====== Record extracts

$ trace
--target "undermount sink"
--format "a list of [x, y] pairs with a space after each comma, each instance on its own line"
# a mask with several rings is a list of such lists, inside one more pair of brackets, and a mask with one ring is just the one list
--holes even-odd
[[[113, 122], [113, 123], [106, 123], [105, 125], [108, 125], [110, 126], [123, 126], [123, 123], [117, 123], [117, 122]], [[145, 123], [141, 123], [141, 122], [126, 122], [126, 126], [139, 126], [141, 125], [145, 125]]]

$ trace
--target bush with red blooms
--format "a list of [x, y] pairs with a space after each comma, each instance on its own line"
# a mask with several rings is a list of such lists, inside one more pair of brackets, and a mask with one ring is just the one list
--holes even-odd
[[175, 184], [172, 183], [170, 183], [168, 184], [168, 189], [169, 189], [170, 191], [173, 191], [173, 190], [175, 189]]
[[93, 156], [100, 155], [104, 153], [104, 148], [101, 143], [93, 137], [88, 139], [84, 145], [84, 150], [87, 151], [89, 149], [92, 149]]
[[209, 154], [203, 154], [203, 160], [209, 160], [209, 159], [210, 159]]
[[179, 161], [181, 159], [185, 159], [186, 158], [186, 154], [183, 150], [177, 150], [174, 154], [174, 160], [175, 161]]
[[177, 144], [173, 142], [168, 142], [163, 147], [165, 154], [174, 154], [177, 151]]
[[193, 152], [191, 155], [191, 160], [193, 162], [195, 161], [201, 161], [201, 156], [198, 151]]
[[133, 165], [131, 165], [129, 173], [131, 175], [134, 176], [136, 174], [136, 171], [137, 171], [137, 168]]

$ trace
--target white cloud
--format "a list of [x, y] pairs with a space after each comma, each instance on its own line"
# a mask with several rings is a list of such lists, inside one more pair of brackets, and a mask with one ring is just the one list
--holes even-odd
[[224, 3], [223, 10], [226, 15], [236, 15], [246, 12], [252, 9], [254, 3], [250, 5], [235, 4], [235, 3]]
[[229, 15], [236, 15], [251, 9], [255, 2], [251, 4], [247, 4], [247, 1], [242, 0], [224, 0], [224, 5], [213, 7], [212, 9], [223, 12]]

============

=== Task to complete ===
Arrange the rows starting at the beginning of the records and ending at the line containing "171], [137, 168]]" as a Markdown table with the columns No. and Line, numbering each line and leaving out blank lines.

=== Task solution ===
| No. | Line |
|---|---|
| 1 | $ trace |
| 2 | --target "undermount sink" |
| 3 | --format "a list of [x, y] pairs with a space after each comma, each instance on its own line" |
| 4 | # a mask with several rings is a list of such lists, inside one more pair of brackets, and a mask with one ring is just the one list |
| 5 | --holes even-odd |
| 6 | [[[113, 122], [113, 123], [106, 123], [105, 125], [108, 125], [110, 126], [123, 126], [123, 123], [117, 123], [117, 122]], [[145, 123], [141, 123], [141, 122], [126, 122], [126, 126], [139, 126], [141, 125], [145, 125]]] |
| 7 | $ trace |
| 8 | --target bush with red blooms |
| 9 | --format "a list of [x, y] pairs with a space after each comma, each instance on its own line" |
| 10 | # a mask with several rings is a list of such lists, inside one more pair of brackets, and a mask with one ring is just the one list |
| 11 | --holes even-odd |
| 12 | [[175, 184], [172, 183], [170, 183], [168, 184], [168, 189], [169, 189], [170, 191], [173, 191], [173, 190], [175, 189]] |
| 13 | [[93, 156], [100, 155], [104, 153], [104, 148], [101, 143], [93, 137], [88, 139], [84, 145], [84, 150], [87, 151], [89, 149], [92, 149]] |
| 14 | [[209, 154], [203, 154], [203, 160], [209, 160], [209, 159], [210, 159]] |
| 15 | [[179, 161], [181, 159], [185, 159], [186, 158], [186, 154], [183, 150], [177, 150], [174, 154], [174, 160], [175, 161]] |
| 16 | [[177, 144], [173, 142], [168, 142], [163, 147], [165, 154], [174, 154], [177, 151]] |
| 17 | [[193, 152], [191, 155], [191, 160], [193, 162], [195, 161], [201, 161], [201, 156], [198, 151]] |
| 18 | [[133, 165], [131, 165], [129, 173], [131, 175], [134, 176], [136, 174], [136, 171], [137, 171], [137, 168]] |